Quote the records below word for word, please, from the very first line through the one that contains "tag the red tile roof", and nothing beyond it.
Recorded information: Begin
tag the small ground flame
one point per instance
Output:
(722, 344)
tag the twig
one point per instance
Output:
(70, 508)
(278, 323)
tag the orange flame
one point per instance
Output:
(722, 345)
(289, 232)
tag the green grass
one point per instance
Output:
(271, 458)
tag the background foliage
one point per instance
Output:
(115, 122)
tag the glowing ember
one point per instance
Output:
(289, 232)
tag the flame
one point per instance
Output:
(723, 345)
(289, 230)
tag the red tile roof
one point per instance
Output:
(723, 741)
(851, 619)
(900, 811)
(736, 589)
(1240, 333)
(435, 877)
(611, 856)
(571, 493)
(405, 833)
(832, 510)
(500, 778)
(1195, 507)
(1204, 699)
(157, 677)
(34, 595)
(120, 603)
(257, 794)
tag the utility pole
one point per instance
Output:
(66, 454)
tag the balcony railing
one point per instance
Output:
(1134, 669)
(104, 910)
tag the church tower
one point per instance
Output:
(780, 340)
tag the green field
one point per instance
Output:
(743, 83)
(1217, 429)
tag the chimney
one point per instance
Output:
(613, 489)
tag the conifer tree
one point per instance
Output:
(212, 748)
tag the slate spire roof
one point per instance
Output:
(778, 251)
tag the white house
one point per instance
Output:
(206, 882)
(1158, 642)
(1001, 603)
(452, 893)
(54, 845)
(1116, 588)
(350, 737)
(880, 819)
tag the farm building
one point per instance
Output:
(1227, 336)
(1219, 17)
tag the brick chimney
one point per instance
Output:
Recorded information: End
■ **Solution to this exercise**:
tag the small ground flame
one point per instance
Output:
(722, 344)
tag the twig
one point per instance
Output:
(70, 508)
(278, 323)
tag the orange flame
one point per instance
Output:
(722, 345)
(289, 232)
tag the green grass
one point per instance
Output:
(271, 458)
tag the background foliage
one point per instance
Output:
(115, 122)
tag the glowing ember
one point per instance
Output:
(289, 232)
tag the flame
one point per instance
Output:
(723, 345)
(289, 230)
tag the red tile roof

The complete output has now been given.